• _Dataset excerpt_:
==================================================
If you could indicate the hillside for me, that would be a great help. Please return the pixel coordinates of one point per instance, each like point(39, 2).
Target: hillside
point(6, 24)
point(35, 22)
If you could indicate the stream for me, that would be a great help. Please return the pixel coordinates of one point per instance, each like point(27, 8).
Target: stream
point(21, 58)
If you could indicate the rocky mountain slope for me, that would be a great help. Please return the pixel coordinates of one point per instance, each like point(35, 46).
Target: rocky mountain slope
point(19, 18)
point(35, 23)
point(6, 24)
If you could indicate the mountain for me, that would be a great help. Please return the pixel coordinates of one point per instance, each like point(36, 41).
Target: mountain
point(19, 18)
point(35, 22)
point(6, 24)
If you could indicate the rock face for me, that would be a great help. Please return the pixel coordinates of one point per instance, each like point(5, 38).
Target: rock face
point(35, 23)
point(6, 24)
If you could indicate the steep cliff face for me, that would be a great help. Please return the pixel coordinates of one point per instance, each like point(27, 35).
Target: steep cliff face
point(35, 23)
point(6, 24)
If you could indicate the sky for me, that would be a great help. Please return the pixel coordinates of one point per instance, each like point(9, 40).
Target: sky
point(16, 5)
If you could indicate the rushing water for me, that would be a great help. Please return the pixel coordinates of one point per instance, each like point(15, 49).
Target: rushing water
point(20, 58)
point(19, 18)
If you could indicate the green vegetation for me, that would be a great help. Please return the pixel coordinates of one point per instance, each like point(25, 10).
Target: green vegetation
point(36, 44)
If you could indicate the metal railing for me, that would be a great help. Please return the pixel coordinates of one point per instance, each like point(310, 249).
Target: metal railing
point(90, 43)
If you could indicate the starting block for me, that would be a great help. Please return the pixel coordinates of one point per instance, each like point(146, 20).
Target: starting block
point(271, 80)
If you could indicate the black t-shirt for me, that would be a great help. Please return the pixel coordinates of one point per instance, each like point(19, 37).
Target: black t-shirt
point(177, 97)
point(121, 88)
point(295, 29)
==================================================
• _What you are asked to do_:
Print the lines above without any change.

• _Exercise result_:
If you could indicate the hillside for me, that would be a great help. Please return the pixel coordinates of one point per instance, each like point(39, 2).
Target: hillside
point(6, 24)
point(35, 22)
If you could indicate the stream for me, that would be a great help. Please return the pixel coordinates of one point per instance, each like point(27, 8).
Target: stream
point(21, 58)
If you could indicate the rocky mountain slope for me, that would be a great help. Please return the pixel coordinates of one point per instance, each like point(35, 46).
Target: rocky mountain slope
point(19, 18)
point(35, 23)
point(6, 24)
If you could indicate the mountain for me, that would be a great help. Please return the pixel coordinates of one point per instance, each like point(36, 41).
Target: mountain
point(19, 18)
point(35, 22)
point(6, 24)
If you could indicate the rock face for me, that would be a great help. Please return the pixel coordinates of one point per instance, each like point(5, 38).
Target: rock face
point(35, 23)
point(6, 24)
If you could indicate the steep cliff face for me, that would be a great help. Please return the pixel coordinates of one point per instance, each like point(27, 35).
Target: steep cliff face
point(35, 23)
point(6, 24)
If you could indicate the sky for me, that would be a great help. Please return the pixel coordinates of one point per instance, each like point(9, 40).
Target: sky
point(16, 5)
If you could indicate the rushing water for me, that would be a great help. Please return the pixel coordinates of one point per instance, each like point(15, 49).
Target: rushing water
point(20, 58)
point(19, 18)
If you could indicate the green vegetation for me, that would be a great help. Please return the pixel coordinates of one point per instance, each like point(25, 10).
Target: green vegetation
point(36, 44)
If you could indicate the metal railing for me, that would be a great help. Please return the pixel coordinates of one point per instance, each like point(310, 249).
Target: metal railing
point(90, 43)
If you could indicate the starting block for me, that would be a great help. Please return the pixel coordinates of one point per instance, each like point(146, 20).
Target: starting block
point(271, 80)
If you could indicate the black t-shirt for me, that would be a great help. Please return the pixel coordinates of one point per instance, each like point(19, 37).
Target: black t-shirt
point(177, 97)
point(121, 88)
point(295, 29)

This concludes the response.